## Task goal:
Rewrite the entries below, changing every "Screenshot question" to "Image query" and keeping everything else the same.

───── Raw data

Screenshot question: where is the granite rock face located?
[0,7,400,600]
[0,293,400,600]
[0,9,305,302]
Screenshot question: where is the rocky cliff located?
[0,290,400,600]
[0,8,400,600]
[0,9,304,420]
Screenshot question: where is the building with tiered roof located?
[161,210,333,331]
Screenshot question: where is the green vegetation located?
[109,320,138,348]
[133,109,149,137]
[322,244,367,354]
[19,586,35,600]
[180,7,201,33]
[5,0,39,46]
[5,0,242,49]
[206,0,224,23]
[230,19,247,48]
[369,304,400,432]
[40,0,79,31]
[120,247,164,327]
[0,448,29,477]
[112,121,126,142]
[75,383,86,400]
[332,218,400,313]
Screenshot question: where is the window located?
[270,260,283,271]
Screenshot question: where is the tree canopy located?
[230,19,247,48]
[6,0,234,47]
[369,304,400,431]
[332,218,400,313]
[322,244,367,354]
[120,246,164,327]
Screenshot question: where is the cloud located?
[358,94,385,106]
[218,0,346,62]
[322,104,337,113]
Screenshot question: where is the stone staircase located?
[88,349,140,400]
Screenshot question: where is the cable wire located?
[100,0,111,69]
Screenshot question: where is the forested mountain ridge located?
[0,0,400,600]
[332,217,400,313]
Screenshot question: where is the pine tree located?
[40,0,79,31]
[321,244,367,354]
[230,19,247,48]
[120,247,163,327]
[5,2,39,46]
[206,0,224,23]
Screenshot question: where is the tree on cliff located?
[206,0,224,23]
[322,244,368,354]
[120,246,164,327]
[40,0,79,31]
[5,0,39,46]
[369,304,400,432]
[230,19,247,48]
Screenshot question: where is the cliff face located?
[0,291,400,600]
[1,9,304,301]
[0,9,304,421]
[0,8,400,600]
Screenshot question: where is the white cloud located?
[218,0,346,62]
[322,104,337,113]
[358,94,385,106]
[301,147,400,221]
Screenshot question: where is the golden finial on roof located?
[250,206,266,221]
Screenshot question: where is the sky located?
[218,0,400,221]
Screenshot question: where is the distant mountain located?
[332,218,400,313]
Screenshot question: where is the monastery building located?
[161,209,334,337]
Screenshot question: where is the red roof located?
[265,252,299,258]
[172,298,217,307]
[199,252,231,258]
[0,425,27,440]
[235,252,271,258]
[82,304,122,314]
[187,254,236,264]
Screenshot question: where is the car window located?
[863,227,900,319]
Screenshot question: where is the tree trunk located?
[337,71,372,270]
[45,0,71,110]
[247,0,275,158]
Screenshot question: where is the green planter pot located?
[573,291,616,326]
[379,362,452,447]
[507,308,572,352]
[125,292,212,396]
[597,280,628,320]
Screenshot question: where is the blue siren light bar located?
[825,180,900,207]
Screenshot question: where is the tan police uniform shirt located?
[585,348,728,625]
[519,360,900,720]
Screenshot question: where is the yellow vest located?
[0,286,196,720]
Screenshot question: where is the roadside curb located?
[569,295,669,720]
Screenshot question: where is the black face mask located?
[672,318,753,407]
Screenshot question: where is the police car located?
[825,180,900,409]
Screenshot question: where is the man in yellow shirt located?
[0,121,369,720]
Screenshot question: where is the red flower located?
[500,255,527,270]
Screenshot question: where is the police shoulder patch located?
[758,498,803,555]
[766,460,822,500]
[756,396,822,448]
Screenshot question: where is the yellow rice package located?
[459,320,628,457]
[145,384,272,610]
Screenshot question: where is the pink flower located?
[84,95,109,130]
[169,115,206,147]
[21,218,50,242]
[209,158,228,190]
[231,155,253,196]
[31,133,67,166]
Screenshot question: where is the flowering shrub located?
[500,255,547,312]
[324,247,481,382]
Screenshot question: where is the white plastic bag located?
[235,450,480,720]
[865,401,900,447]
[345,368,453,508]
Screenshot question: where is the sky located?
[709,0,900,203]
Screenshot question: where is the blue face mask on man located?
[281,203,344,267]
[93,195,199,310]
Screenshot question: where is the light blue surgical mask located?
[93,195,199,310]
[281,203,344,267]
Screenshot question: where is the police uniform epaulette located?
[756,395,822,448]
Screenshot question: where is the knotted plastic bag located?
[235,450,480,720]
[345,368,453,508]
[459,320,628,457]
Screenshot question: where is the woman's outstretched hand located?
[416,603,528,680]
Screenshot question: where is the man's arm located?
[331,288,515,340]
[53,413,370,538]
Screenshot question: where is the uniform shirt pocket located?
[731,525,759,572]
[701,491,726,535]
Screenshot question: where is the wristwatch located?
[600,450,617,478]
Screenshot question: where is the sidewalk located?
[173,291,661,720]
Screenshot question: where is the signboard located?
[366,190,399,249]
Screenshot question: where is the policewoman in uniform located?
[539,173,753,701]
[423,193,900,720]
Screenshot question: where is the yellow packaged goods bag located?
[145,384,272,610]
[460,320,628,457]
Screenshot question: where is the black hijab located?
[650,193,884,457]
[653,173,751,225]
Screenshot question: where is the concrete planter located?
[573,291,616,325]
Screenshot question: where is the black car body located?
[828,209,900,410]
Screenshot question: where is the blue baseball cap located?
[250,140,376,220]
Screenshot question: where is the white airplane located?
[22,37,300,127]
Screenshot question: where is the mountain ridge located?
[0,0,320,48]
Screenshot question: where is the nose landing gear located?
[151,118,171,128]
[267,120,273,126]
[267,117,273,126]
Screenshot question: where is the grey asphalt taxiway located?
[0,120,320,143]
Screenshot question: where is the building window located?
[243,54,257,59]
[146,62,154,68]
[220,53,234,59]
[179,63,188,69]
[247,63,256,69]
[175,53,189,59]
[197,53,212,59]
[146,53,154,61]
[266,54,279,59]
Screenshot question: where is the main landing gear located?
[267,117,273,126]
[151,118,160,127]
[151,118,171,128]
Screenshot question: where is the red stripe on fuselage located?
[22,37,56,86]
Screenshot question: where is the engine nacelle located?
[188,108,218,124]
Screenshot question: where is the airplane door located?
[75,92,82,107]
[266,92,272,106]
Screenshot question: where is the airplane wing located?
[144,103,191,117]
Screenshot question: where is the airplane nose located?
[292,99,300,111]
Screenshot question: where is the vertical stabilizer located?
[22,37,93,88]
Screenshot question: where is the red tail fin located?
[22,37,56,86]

──────────

## Problem solution:
Image query: where is the granite rock face located?
[0,7,400,600]
[0,293,400,600]
[0,9,305,302]
Image query: where is the rocky cliff located?
[0,290,400,600]
[0,8,400,600]
[0,9,304,420]
Image query: where is the building with tiered roof located?
[161,210,333,331]
Image query: where is the green vegetation located?
[109,320,138,348]
[133,109,149,137]
[322,244,367,354]
[19,586,35,600]
[180,7,201,33]
[5,0,39,46]
[5,0,242,49]
[206,0,224,23]
[230,19,247,48]
[369,304,400,432]
[40,0,79,31]
[120,247,164,327]
[0,448,29,477]
[112,121,126,142]
[75,383,86,400]
[332,218,400,313]
Image query: where is the window located?
[270,260,283,271]
Image query: where is the tree canopy located?
[230,19,247,48]
[6,0,234,47]
[369,304,400,431]
[332,218,400,313]
[322,244,367,354]
[120,246,164,327]
Image query: where is the cloud located?
[358,94,385,106]
[218,0,346,62]
[322,104,337,113]
Image query: where is the stone staircase located?
[88,349,140,400]
Image query: where is the cable wire located?
[100,0,111,69]
Image query: where is the forested mountain ridge located?
[0,0,400,600]
[332,217,400,313]
Image query: where is the pine tree located?
[40,0,79,31]
[321,244,367,354]
[230,19,247,48]
[120,247,163,327]
[5,2,39,46]
[206,0,224,23]
Image query: where is the tree on cliff located?
[206,0,224,23]
[322,244,368,354]
[120,246,164,327]
[40,0,79,31]
[5,0,39,46]
[369,304,400,432]
[230,19,247,48]
Image query: where is the cliff face located?
[0,291,400,600]
[1,9,304,301]
[0,9,304,421]
[0,8,400,600]
Image query: where is the white cloud located?
[218,0,346,62]
[322,104,337,113]
[358,94,385,106]
[301,147,400,221]
Image query: where is the golden finial on roof located?
[250,206,266,221]
Image query: where is the sky located?
[218,0,400,221]
Image query: where is the distant mountain located?
[332,218,400,313]
Image query: where is the monastery building located?
[161,209,334,337]
Image query: where is the red roof located?
[265,252,299,258]
[172,298,217,307]
[199,252,231,258]
[0,425,27,440]
[235,252,271,258]
[82,304,122,314]
[187,254,236,264]
Image query: where is the car window located?
[863,227,900,319]
Image query: where is the tree trunk located?
[337,71,372,270]
[45,0,71,110]
[247,0,275,158]
Image query: where is the green planter pot located?
[573,291,616,326]
[379,362,452,447]
[507,308,572,352]
[125,292,212,396]
[597,280,628,320]
Image query: where is the blue siren light bar located?
[825,180,900,207]
Image query: where is the tan police uniform shirt located?
[585,348,728,625]
[519,360,900,720]
Image query: where is the yellow vest located?
[0,286,196,720]
Image query: where is the roadside curb located?
[569,295,669,720]
Image query: where is the black face mask located?
[672,318,753,407]
Image query: where is the police car located?
[825,180,900,409]
Image query: where is the man in yellow shirt located?
[0,121,369,720]
Image query: where is the red flower located?
[500,255,527,270]
Image query: where is the police shoulder patch located?
[758,498,803,555]
[766,460,822,500]
[756,396,822,448]
Image query: where is the yellow rice package located?
[459,320,628,457]
[145,384,272,610]
Image query: where is the pink flower located?
[84,95,109,130]
[169,115,206,147]
[21,218,50,242]
[209,158,228,190]
[231,155,253,196]
[31,133,67,166]
Image query: where is the flowering shrub located?
[500,255,547,312]
[324,247,481,382]
Image query: where is the white plastic bag located?
[235,450,480,720]
[865,401,900,447]
[345,368,453,508]
Image query: where is the sky located?
[709,0,900,203]
Image query: where is the blue face mask on man located?
[281,203,344,267]
[93,195,199,310]
Image query: where is the light blue surgical mask located?
[93,195,199,310]
[281,203,344,267]
Image query: where is the police uniform epaulette located?
[756,395,822,448]
Image query: where is the knotted plastic bag located?
[235,450,480,720]
[345,368,453,508]
[459,320,628,457]
Image query: where is the woman's outstretched hand located?
[416,603,528,680]
Image query: where is the man's arm located?
[331,288,515,340]
[53,413,370,538]
Image query: where is the uniform shirt pocket located?
[731,525,759,572]
[701,491,726,535]
Image query: where is the wristwatch located?
[600,450,617,478]
Image query: where is the sidewalk located?
[173,291,661,720]
Image query: where is the signboard located?
[366,190,399,249]
Image query: where is the policewoman in uniform located?
[539,173,753,701]
[423,193,900,720]
Image query: where is the yellow packaged goods bag located?
[145,384,272,610]
[460,320,628,457]
Image query: where is the black hijab located?
[650,193,884,457]
[653,173,751,225]
Image query: where is the concrete planter located?
[573,291,616,325]
Image query: where is the black car body located?
[828,209,900,410]
Image query: where is the blue baseball cap located?
[250,140,376,220]
Image query: where is the white airplane located?
[22,37,300,127]
Image query: where is the mountain ridge located?
[0,0,320,48]
Image query: where is the nose landing gear located?
[151,118,171,128]
[267,120,273,126]
[267,117,273,126]
Image query: where is the grey asphalt taxiway located?
[0,120,320,143]
Image query: where is the building window located?
[243,54,257,59]
[146,62,154,68]
[220,53,234,59]
[179,63,188,69]
[247,63,256,69]
[175,53,189,59]
[197,53,212,59]
[146,53,154,61]
[266,54,279,59]
Image query: where is the main landing gear located?
[267,117,273,126]
[151,118,160,127]
[151,118,171,128]
Image query: where is the red stripe on fuselage located?
[22,37,56,86]
Image query: where is the engine nacelle located?
[188,108,218,124]
Image query: where is the airplane door located?
[75,92,82,107]
[266,92,272,106]
Image query: where is the airplane wing located?
[144,103,191,117]
Image query: where is the airplane nose located?
[292,99,300,111]
Image query: where is the vertical stabilizer located?
[22,37,93,88]
Image query: where is the red tail fin located?
[22,37,56,86]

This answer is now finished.